# Start of Excerpted records
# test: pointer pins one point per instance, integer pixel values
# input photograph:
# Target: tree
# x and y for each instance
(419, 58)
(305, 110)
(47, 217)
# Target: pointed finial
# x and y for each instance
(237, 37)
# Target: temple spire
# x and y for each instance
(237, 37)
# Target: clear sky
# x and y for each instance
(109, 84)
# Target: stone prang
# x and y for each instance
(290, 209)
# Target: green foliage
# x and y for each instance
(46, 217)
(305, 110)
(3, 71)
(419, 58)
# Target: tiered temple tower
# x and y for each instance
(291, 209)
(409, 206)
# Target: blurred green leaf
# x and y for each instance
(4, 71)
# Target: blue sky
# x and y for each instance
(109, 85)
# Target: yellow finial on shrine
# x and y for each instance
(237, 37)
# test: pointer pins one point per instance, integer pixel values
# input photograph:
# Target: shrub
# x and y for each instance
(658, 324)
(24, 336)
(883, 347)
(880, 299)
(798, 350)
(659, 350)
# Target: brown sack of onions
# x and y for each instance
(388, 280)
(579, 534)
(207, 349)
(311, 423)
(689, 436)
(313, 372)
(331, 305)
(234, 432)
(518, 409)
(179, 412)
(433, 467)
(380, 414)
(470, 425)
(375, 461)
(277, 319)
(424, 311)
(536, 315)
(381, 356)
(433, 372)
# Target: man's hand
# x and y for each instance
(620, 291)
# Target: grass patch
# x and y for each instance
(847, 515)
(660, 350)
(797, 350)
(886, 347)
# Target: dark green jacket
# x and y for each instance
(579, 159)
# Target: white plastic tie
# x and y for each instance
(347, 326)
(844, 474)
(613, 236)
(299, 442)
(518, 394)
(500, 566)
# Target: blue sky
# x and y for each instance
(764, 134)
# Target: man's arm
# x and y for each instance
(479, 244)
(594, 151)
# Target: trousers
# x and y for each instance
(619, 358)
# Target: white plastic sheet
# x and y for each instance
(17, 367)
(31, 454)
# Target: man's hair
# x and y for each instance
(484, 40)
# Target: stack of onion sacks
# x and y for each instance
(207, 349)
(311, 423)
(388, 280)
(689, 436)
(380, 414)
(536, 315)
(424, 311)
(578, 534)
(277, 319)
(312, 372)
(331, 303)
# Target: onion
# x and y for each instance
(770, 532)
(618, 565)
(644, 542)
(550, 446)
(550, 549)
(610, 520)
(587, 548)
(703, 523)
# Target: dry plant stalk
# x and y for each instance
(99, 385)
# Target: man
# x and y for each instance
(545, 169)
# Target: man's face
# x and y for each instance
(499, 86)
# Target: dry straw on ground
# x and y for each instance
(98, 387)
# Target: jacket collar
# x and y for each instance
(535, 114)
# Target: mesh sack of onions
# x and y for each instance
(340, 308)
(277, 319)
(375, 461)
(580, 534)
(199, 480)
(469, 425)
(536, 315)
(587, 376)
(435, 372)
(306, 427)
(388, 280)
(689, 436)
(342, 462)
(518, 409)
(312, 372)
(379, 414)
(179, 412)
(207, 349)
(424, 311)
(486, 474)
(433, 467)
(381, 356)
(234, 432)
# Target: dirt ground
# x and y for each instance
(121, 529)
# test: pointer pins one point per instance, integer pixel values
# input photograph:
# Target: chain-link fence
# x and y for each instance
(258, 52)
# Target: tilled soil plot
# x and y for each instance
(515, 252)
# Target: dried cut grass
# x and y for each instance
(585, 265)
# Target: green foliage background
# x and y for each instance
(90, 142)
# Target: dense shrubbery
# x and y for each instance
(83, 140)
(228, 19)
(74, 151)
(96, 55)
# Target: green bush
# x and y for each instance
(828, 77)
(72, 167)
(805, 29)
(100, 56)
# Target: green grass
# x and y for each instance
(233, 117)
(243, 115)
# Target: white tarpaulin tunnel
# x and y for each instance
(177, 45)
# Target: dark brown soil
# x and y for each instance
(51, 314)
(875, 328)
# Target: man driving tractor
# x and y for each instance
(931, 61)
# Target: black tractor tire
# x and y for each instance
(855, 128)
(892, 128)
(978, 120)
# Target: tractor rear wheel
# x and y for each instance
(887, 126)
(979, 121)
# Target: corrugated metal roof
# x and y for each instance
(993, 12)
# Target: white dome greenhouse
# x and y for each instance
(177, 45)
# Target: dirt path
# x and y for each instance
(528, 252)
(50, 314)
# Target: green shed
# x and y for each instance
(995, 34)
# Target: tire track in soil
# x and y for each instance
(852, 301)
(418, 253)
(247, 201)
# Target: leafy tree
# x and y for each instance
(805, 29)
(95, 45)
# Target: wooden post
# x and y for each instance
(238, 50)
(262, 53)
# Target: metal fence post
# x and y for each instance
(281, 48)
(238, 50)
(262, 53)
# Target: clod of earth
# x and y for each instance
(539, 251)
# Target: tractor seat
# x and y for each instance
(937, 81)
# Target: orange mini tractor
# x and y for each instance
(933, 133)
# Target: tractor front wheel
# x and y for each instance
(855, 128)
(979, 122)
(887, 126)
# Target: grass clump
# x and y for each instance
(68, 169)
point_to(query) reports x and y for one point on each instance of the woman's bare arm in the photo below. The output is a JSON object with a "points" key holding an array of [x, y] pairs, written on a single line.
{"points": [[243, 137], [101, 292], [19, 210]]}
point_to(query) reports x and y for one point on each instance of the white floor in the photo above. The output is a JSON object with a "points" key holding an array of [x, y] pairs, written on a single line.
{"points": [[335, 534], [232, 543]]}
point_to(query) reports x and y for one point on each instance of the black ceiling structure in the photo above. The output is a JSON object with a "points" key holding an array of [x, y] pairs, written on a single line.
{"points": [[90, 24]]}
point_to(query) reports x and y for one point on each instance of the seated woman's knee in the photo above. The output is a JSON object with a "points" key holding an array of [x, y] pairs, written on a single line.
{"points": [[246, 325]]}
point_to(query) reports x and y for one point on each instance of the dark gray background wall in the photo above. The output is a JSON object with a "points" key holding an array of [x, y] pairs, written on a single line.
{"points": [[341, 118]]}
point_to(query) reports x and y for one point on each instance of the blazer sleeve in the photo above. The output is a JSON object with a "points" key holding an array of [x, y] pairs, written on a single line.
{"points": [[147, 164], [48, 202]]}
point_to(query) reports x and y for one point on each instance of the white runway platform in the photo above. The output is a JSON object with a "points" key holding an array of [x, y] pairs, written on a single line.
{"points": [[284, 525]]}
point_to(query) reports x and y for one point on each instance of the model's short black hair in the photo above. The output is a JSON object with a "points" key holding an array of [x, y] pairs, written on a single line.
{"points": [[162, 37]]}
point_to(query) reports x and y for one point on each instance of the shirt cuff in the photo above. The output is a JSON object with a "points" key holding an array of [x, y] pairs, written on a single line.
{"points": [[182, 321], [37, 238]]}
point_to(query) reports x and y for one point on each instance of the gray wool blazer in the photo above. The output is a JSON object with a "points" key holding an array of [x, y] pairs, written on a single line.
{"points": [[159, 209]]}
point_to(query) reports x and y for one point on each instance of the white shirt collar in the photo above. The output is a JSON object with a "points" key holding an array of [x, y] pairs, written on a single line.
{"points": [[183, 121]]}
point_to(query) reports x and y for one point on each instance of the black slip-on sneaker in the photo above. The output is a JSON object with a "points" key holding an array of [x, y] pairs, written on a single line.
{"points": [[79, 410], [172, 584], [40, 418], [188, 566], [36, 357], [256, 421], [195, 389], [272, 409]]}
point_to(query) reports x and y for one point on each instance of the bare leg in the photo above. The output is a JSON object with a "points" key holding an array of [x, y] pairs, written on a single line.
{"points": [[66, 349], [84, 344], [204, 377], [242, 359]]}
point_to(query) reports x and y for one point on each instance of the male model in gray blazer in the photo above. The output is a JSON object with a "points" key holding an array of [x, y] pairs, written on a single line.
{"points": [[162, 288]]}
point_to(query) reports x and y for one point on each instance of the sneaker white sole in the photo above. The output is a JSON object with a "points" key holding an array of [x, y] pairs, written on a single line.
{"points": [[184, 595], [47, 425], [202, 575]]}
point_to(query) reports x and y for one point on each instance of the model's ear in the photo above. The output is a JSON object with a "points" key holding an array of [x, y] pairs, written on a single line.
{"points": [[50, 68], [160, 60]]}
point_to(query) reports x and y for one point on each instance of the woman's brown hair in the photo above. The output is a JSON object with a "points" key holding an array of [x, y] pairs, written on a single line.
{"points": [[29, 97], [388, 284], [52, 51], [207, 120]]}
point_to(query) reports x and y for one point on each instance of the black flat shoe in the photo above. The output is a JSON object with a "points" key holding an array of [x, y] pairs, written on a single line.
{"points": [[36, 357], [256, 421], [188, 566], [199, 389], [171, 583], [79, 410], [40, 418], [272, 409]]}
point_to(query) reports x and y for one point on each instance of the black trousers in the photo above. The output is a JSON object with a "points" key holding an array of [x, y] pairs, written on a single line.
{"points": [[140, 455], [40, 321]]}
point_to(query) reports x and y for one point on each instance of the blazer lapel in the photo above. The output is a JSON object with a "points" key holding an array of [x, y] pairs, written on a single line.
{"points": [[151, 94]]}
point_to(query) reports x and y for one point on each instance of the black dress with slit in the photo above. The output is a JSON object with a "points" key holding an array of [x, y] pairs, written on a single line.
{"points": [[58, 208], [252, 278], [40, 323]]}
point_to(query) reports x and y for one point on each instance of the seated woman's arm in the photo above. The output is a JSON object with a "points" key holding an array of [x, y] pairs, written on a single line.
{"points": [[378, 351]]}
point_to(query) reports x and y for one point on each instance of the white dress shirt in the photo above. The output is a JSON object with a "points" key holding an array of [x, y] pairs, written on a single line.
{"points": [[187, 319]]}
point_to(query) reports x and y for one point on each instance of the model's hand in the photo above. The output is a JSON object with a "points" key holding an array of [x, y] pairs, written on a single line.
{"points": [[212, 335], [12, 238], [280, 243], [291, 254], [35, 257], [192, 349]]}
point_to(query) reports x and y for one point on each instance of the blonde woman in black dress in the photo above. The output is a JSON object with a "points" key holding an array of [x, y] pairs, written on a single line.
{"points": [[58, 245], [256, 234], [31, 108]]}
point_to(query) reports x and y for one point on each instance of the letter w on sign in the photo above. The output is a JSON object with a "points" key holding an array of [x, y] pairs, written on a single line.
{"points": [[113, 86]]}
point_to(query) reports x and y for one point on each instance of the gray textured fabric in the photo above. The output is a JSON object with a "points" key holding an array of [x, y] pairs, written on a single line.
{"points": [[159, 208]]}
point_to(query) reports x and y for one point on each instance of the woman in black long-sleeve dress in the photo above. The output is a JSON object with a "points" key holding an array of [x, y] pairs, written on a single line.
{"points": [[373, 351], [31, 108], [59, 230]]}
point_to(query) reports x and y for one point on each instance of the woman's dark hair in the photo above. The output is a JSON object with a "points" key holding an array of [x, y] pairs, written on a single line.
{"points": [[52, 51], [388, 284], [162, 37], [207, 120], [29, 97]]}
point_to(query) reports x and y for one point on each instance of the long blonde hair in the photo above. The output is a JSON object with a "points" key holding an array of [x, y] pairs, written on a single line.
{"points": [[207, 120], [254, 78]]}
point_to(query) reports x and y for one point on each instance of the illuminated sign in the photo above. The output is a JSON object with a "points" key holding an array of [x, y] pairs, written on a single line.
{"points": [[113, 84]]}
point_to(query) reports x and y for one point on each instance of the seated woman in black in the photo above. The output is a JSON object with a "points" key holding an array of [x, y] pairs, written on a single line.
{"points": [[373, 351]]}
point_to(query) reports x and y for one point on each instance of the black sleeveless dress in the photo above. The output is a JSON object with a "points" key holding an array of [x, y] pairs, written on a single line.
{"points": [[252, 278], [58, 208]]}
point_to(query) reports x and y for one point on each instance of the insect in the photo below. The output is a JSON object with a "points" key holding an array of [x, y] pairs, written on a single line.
# End of Excerpted records
Work required — Copy, character for character, the lines from the line that holds "of the illuminated" through the final line of the records above.

Output —
point_to(query) reports x and y for one point on each instance of the illuminated sign in the photo above. The output is a JSON object with a "points" key holding an array of [x, y] pairs, written on a single line.
{"points": [[113, 84]]}
point_to(query) reports x and y for one point on each instance of the seated woman in black in the photo above. The output is a JSON object with a "points" key holding an array of [x, y] pairs, written on a single line.
{"points": [[373, 351]]}
point_to(query) reports x and y for one point on each instance of the black sleeveless dress in the photo above. The output is a JSON object with a "points" key holding an array of [x, y] pairs, written on a single line.
{"points": [[252, 278], [58, 208]]}
point_to(query) reports x and y for one point on each instance of the insect in the photo below. The output is a JSON object with a "points" key holding an array of [x, y] pairs, written on a single line.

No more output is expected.